* **Your goal**
Set down each entry from the block beneath, exactly as written.

* **Input records**
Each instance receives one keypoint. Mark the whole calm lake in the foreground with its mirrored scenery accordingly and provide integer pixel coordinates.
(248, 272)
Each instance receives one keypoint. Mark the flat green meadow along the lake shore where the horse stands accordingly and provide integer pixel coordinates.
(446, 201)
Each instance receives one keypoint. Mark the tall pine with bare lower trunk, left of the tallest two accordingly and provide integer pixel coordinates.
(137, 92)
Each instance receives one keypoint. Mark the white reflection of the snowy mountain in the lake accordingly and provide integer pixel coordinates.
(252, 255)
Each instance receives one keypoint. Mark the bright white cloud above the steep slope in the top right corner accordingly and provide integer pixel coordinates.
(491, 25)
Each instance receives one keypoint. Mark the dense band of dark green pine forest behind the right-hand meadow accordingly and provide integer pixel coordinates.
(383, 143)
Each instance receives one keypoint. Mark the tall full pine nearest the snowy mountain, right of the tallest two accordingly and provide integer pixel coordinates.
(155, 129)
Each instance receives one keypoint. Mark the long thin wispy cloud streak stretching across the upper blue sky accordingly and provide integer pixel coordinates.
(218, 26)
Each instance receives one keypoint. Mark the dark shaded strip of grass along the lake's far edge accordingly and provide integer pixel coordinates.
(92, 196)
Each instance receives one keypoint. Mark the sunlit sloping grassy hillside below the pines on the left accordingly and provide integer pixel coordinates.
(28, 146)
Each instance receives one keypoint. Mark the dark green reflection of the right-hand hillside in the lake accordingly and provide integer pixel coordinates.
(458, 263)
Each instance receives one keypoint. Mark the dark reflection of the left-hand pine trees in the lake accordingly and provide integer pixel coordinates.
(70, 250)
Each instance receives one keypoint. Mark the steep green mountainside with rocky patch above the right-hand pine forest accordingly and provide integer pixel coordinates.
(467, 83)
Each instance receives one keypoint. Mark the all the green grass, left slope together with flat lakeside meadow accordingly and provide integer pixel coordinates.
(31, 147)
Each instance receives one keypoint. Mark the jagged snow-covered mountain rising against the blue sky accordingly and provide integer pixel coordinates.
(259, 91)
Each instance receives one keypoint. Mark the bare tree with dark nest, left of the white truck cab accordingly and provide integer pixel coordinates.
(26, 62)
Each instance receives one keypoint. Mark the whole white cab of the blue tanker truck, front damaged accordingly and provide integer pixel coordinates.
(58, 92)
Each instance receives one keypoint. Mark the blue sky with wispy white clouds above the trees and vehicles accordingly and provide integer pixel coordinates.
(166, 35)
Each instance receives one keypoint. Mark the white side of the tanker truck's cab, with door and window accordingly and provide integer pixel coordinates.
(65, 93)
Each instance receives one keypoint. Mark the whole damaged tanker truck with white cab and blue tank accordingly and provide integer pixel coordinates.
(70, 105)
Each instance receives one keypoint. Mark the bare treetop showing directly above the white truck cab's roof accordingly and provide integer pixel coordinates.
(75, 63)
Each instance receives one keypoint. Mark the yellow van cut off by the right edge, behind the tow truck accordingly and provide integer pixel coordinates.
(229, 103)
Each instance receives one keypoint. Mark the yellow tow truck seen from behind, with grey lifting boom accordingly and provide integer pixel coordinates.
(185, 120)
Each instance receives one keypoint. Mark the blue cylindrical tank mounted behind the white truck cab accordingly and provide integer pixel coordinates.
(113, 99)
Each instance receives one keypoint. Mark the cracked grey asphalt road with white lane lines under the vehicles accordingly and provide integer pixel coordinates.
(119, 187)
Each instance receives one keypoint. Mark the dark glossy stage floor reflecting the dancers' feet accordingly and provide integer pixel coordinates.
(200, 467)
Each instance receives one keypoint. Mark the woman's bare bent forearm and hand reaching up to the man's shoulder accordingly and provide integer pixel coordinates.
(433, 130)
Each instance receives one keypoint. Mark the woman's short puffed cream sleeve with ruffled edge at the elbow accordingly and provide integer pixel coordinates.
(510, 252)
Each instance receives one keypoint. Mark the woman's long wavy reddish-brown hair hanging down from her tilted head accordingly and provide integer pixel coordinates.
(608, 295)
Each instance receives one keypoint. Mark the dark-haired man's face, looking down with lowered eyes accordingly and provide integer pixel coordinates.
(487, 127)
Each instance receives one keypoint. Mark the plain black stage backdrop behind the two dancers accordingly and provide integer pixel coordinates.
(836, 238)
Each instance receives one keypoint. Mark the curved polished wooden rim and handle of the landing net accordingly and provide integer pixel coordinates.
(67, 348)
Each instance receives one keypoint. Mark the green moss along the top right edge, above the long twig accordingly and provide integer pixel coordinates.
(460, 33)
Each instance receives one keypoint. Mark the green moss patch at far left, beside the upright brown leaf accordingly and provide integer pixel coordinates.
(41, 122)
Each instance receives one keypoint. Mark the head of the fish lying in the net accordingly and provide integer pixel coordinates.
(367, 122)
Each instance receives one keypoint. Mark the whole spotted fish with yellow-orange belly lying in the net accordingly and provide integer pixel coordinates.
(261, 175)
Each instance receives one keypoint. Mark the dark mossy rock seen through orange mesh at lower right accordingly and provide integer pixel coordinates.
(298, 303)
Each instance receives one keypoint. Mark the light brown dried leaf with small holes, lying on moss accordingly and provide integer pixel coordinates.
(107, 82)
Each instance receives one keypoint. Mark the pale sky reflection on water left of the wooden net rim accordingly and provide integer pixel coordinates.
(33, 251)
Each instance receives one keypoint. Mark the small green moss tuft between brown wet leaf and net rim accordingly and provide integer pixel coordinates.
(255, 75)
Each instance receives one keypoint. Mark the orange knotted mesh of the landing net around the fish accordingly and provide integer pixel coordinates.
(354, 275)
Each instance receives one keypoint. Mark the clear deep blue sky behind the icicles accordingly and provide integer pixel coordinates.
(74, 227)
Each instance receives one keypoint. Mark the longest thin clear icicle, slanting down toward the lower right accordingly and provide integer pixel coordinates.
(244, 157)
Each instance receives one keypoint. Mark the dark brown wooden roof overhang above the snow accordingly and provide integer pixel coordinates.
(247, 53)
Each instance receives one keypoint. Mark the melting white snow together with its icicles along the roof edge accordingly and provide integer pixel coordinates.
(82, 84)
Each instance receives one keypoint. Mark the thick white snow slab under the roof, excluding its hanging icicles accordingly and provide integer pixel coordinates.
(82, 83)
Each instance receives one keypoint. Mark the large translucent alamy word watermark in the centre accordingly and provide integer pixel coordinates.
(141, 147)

* **Answer below**
Each instance receives one keypoint. Mark the whole calm lake in the foreground with its mirrored scenery accordingly and provide integer pixel coordinates.
(248, 272)
Each instance receives one keypoint. Mark the flat green meadow along the lake shore where the horse stands accordingly and provide integer pixel coordinates.
(446, 201)
Each instance receives one keypoint. Mark the tall pine with bare lower trunk, left of the tallest two accordingly and provide integer pixel coordinates.
(137, 92)
Each instance receives one keypoint. Mark the white reflection of the snowy mountain in the lake accordingly and provide integer pixel coordinates.
(252, 255)
Each instance receives one keypoint. Mark the bright white cloud above the steep slope in the top right corner accordingly and provide integer pixel coordinates.
(491, 25)
Each instance receives one keypoint. Mark the dense band of dark green pine forest behind the right-hand meadow accordingly and provide integer pixel coordinates.
(383, 143)
Each instance receives one keypoint. Mark the tall full pine nearest the snowy mountain, right of the tallest two accordingly and provide integer pixel coordinates.
(155, 129)
Each instance receives one keypoint. Mark the long thin wispy cloud streak stretching across the upper blue sky accordingly and provide integer pixel coordinates.
(218, 26)
Each instance receives one keypoint. Mark the dark shaded strip of grass along the lake's far edge accordingly and provide integer pixel coordinates.
(92, 196)
Each instance receives one keypoint. Mark the sunlit sloping grassy hillside below the pines on the left accordingly and provide integer pixel coordinates.
(28, 146)
Each instance receives one keypoint. Mark the dark green reflection of the right-hand hillside in the lake accordingly and provide integer pixel coordinates.
(458, 263)
Each instance receives one keypoint. Mark the dark reflection of the left-hand pine trees in the lake accordingly and provide integer pixel coordinates.
(70, 250)
Each instance receives one keypoint. Mark the steep green mountainside with rocky patch above the right-hand pine forest accordingly and provide integer pixel coordinates.
(467, 83)
Each instance receives one keypoint. Mark the all the green grass, left slope together with flat lakeside meadow accordingly and provide integer pixel coordinates.
(31, 147)
Each instance receives one keypoint. Mark the jagged snow-covered mountain rising against the blue sky accordingly and provide integer pixel coordinates.
(259, 91)
Each instance receives one keypoint. Mark the bare tree with dark nest, left of the white truck cab accordingly and provide integer pixel coordinates.
(26, 62)
Each instance receives one keypoint. Mark the whole white cab of the blue tanker truck, front damaged accordingly and provide integer pixel coordinates.
(58, 92)
Each instance receives one keypoint. Mark the blue sky with wispy white clouds above the trees and vehicles accordingly and provide integer pixel coordinates.
(166, 35)
Each instance receives one keypoint. Mark the white side of the tanker truck's cab, with door and window accordingly and provide integer pixel coordinates.
(65, 93)
Each instance receives one keypoint. Mark the whole damaged tanker truck with white cab and blue tank accordingly and provide integer pixel coordinates.
(70, 105)
Each instance receives one keypoint. Mark the bare treetop showing directly above the white truck cab's roof accordingly and provide integer pixel coordinates.
(75, 63)
Each instance receives one keypoint. Mark the yellow van cut off by the right edge, behind the tow truck accordingly and provide integer pixel coordinates.
(229, 103)
Each instance receives one keypoint. Mark the yellow tow truck seen from behind, with grey lifting boom accordingly and provide integer pixel coordinates.
(185, 120)
Each instance receives one keypoint. Mark the blue cylindrical tank mounted behind the white truck cab accordingly and provide integer pixel coordinates.
(113, 99)
Each instance receives one keypoint. Mark the cracked grey asphalt road with white lane lines under the vehicles accordingly and provide integer pixel coordinates.
(119, 187)
Each instance receives one keypoint. Mark the dark glossy stage floor reflecting the dancers' feet accordingly and provide integer pixel coordinates.
(200, 467)
Each instance receives one keypoint. Mark the woman's bare bent forearm and hand reaching up to the man's shoulder accordingly and provide integer pixel coordinates.
(433, 130)
Each instance receives one keypoint. Mark the woman's short puffed cream sleeve with ruffled edge at the elbow accordingly and provide integer pixel coordinates.
(510, 252)
Each instance receives one keypoint. Mark the woman's long wavy reddish-brown hair hanging down from her tilted head accordingly and provide integer pixel coordinates.
(608, 295)
Each instance receives one keypoint. Mark the dark-haired man's face, looking down with lowered eyes accordingly and provide integer pixel coordinates.
(487, 127)
Each instance receives one keypoint. Mark the plain black stage backdrop behind the two dancers accordingly and provide integer pixel coordinates.
(836, 238)
Each instance receives one keypoint. Mark the curved polished wooden rim and handle of the landing net accordingly and provide integer pixel coordinates.
(67, 348)
Each instance receives one keypoint. Mark the green moss along the top right edge, above the long twig accordingly and provide integer pixel coordinates.
(460, 33)
Each instance receives one keypoint. Mark the green moss patch at far left, beside the upright brown leaf accordingly and provide integer pixel coordinates.
(41, 122)
Each instance receives one keypoint. Mark the head of the fish lying in the net accordingly and provide integer pixel coordinates.
(367, 122)
Each instance receives one keypoint. Mark the whole spotted fish with yellow-orange belly lying in the net accordingly and provide integer pixel coordinates.
(261, 175)
Each instance receives one keypoint. Mark the dark mossy rock seen through orange mesh at lower right accordingly and provide integer pixel coordinates.
(298, 303)
Each instance receives one keypoint. Mark the light brown dried leaf with small holes, lying on moss accordingly and provide integer pixel coordinates.
(107, 82)
Each instance receives one keypoint. Mark the pale sky reflection on water left of the wooden net rim accordingly and provide integer pixel coordinates.
(33, 251)
Each instance receives one keypoint. Mark the small green moss tuft between brown wet leaf and net rim accordingly and provide integer pixel coordinates.
(255, 75)
Each instance receives one keypoint. Mark the orange knotted mesh of the landing net around the fish accordingly and provide integer pixel coordinates.
(354, 275)
Each instance receives one keypoint. Mark the clear deep blue sky behind the icicles accordingly and provide integer pixel coordinates.
(74, 227)
Each instance receives one keypoint. Mark the longest thin clear icicle, slanting down toward the lower right accordingly and provide integer pixel coordinates.
(244, 157)
Each instance receives one keypoint. Mark the dark brown wooden roof overhang above the snow accordingly and provide integer pixel coordinates.
(247, 53)
Each instance receives one keypoint. Mark the melting white snow together with its icicles along the roof edge accordingly and provide integer pixel coordinates.
(82, 84)
Each instance receives one keypoint. Mark the thick white snow slab under the roof, excluding its hanging icicles accordingly and provide integer pixel coordinates.
(82, 83)
Each instance receives one keypoint. Mark the large translucent alamy word watermark in the centre accordingly and provide integer pixel coordinates.
(141, 147)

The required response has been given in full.